Brief:
Copy out the entries below precisely; nothing is to be omitted.

++++ Data shown ++++

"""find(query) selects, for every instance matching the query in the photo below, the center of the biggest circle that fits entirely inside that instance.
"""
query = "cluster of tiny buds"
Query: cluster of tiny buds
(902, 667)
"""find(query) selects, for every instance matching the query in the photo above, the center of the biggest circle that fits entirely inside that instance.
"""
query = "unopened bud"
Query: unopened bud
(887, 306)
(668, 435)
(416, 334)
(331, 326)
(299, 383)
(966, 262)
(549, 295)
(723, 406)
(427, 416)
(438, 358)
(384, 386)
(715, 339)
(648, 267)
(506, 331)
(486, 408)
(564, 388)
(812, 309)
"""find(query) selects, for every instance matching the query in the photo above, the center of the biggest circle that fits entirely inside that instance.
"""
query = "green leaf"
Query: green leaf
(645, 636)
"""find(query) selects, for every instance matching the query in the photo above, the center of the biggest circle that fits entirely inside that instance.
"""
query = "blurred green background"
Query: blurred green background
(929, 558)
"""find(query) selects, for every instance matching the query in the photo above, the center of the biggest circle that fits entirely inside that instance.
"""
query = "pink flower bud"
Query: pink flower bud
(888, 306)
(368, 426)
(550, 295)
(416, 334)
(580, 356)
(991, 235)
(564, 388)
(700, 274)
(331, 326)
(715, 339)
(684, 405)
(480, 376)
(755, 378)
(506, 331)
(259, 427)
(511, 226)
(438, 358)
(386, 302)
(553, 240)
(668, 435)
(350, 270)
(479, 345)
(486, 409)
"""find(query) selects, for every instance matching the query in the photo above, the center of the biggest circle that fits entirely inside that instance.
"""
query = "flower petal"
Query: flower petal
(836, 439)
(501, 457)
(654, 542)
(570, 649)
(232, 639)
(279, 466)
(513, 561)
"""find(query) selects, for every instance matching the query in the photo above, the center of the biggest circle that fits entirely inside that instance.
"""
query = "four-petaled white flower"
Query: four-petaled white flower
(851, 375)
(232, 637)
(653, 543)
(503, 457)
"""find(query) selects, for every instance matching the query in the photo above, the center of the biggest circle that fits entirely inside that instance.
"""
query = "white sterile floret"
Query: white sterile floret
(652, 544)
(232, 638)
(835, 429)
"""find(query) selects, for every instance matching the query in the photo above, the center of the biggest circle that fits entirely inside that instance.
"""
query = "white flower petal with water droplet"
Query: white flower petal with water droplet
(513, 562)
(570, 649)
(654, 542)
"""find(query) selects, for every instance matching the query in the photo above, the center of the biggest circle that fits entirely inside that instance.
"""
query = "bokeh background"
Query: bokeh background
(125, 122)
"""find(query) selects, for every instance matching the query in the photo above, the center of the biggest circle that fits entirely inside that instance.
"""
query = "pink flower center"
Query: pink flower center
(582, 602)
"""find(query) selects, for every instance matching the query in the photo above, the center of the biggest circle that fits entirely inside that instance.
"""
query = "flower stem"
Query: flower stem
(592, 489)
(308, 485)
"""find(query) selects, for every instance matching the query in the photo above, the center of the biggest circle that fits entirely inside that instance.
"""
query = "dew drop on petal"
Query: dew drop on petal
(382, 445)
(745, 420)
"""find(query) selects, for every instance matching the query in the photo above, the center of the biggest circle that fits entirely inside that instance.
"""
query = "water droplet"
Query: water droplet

++++

Answer to this exercise:
"""find(query) selects, for every instance matching the query in the photo below, the center of the biggest circle that fits entirely inside that instance.
"""
query = "cluster of tiny buds"
Query: cluster of tiny buds
(902, 667)
"""find(query) selects, for every instance matching the query in the photo above, the center of the biggest circle that fits entirely inside that instance.
"""
query = "unopened bud"
Query: unopened bud
(887, 306)
(668, 435)
(416, 334)
(331, 326)
(299, 383)
(966, 262)
(549, 295)
(723, 406)
(427, 416)
(438, 358)
(384, 386)
(715, 339)
(648, 267)
(506, 331)
(486, 408)
(564, 388)
(812, 309)
"""find(query) selects, for every instance matching the query in the photo above, the center of the biggest circle that fits entirely inside that instance.
"""
query = "green leaf"
Query: green leaf
(645, 636)
"""find(query) selects, for every instance matching the query in the photo above, the center of the biggest circle that fits entirely inside that instance.
"""
query = "blurred green background"
Query: blurred green background
(929, 558)
"""find(query) selects, for every instance matching the query in the photo above, the center of the biggest circle that fits entirely inside that instance.
"""
query = "pink flower bud"
Query: pink flower bud
(888, 306)
(368, 426)
(550, 295)
(416, 334)
(580, 356)
(991, 235)
(564, 388)
(700, 274)
(331, 326)
(715, 339)
(684, 405)
(480, 376)
(755, 378)
(506, 331)
(259, 427)
(511, 226)
(438, 358)
(386, 302)
(553, 240)
(668, 435)
(350, 270)
(479, 345)
(486, 409)
"""find(query) selects, for every instance matching the query in the photo above, the center of the biggest circle that fits entirely inside that instance.
"""
query = "flower petal"
Query: flower petal
(836, 439)
(501, 457)
(654, 542)
(570, 649)
(232, 639)
(279, 466)
(513, 561)
"""find(query) selects, for every instance matching the query in the photo above, the center of the biggest circle that fits entirely inside that instance.
"""
query = "four-petaled white flower"
Query: four-petaled white flower
(851, 375)
(232, 637)
(653, 543)
(503, 457)
"""find(query) selects, for every instance matching the query in the photo above, the center of the biggest circle that fits entirely inside that instance.
"""
query = "white sterile floret"
Query: white sterile floret
(652, 544)
(232, 638)
(835, 429)
"""find(query) selects, for every instance matching the query in the photo above, the center of the biggest circle that fits entirely inside that instance.
"""
query = "white flower petal with water droplet"
Query: white flower petal with water droplet
(513, 562)
(570, 649)
(654, 542)
"""find(query) selects, for every instance matching the query in the photo above, the center of the biggest circle that fits entirely inside that instance.
"""
query = "bokeh background"
Query: bokeh background
(125, 122)
"""find(query) selects, for every instance matching the query in the photo above, the center of the biggest circle that fits entirely inside that instance.
"""
query = "pink flower center"
Query: pink flower center
(582, 602)
"""find(query) selects, for every instance matching the query in the photo above, the center of the biggest circle that fits entirely inside that instance.
"""
query = "flower stem"
Query: flower stem
(592, 489)
(308, 485)
"""find(query) selects, for every instance matching the query in the photo above, the center of the biggest circle that fits entirely inside that instance.
"""
query = "dew drop on petal"
Query: dew drop on petal
(382, 445)
(745, 420)
"""find(query) selects, for every instance matching the query in the photo above, the center of the biggest circle that fits entirely inside that instance.
"""
query = "water droplet"
Query: water droplet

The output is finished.